Given instruction
In the items below, replace every "one pin per instance" with "one point per instance" and write them out again, leaving everything else the same.

——

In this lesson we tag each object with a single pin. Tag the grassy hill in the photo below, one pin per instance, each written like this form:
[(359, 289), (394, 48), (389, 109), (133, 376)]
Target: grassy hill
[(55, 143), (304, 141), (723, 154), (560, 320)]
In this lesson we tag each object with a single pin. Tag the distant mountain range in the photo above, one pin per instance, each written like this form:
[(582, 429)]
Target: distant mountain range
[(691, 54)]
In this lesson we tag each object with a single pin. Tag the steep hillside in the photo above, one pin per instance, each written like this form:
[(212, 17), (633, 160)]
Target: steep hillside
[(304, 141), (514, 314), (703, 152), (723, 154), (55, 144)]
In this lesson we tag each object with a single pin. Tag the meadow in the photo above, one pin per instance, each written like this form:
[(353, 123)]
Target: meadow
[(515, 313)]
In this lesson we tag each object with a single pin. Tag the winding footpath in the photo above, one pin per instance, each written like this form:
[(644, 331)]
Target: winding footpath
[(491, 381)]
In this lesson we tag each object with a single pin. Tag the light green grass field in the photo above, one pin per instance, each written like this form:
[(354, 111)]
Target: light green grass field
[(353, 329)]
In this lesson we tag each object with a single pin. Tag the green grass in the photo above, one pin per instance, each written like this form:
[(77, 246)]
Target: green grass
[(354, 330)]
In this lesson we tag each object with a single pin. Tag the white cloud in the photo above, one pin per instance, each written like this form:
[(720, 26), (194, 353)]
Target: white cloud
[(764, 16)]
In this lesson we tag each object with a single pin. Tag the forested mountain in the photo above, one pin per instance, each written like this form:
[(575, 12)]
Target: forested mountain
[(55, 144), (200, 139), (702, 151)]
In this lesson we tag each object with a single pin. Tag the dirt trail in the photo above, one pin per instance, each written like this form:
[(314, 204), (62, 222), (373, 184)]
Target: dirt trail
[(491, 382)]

——

Final result
In this lesson we tag each object with a single pin. Tag the grassy hill in the photo below, one point per instance, each written like this form:
[(359, 289), (394, 48), (389, 109), (133, 376)]
Target: grassy hill
[(55, 143), (304, 141), (723, 154), (560, 320)]
In this lesson we tag each object with a single pin. Tag the distant mountain range in the photo above, one point per instance, each written like this form:
[(582, 429)]
Target: distant mountain range
[(691, 54)]
In this lesson we tag each object with a single pin. Tag the steep hillside in the photo above, one point per instance, each written like this form:
[(212, 17), (633, 160)]
Target: steep hillside
[(304, 141), (514, 314), (703, 152), (723, 154), (55, 144)]
In this lesson we tag each object with a single pin. Tag the meadow in the photo above, one point per instance, each written like this form:
[(353, 123)]
Target: meadow
[(515, 313)]
In this lesson we tag each object with a single pin. Tag the winding footpath in the photo above, one point per instance, each written like this form:
[(644, 331)]
Target: winding footpath
[(491, 381)]
In this lesson we tag each object with a single pin. Tag the light green grass field in the photo above, one point per instance, each written like this form:
[(354, 111)]
Target: light green grass field
[(353, 329)]
In this lesson we tag each object with a single pin. Tag the green grass in the photo above, one point per instance, each written like this form:
[(77, 246)]
Target: green grass
[(354, 330)]
In this lesson we tag each object with a single pin. Tag the white cloud in the photo above, one point per instance, each written like this form:
[(720, 26), (194, 353)]
Target: white cloud
[(764, 16)]
In this lesson we tag each object with a single pin. Tag the forested mountain in the photo above, one point per instance, each written like this form:
[(575, 12)]
Target: forested mountain
[(55, 144), (200, 139), (702, 151)]
In this lesson we tag each object with a single pin. Tag the dirt trail in the photo above, one point per instance, each written like this form:
[(314, 204), (62, 222), (373, 184)]
Target: dirt trail
[(491, 382)]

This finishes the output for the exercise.